**Exercise:** Recast the material below as a two-column CSV with the header row request_text,answer, placing each text and its answer together in one row. Enclose every value in double quotes and replace any line breaks within a value with spaces.

Pointing records
[Start]

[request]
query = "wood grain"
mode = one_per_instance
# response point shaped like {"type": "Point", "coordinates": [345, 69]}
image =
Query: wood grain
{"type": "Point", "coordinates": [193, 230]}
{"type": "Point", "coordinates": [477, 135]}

[End]

**Written answer:**
request_text,answer
"[request] query = ""wood grain"" mode = one_per_instance # response point shaped like {""type"": ""Point"", ""coordinates"": [345, 69]} image = Query: wood grain","{""type"": ""Point"", ""coordinates"": [193, 230]} {""type"": ""Point"", ""coordinates"": [477, 135]}"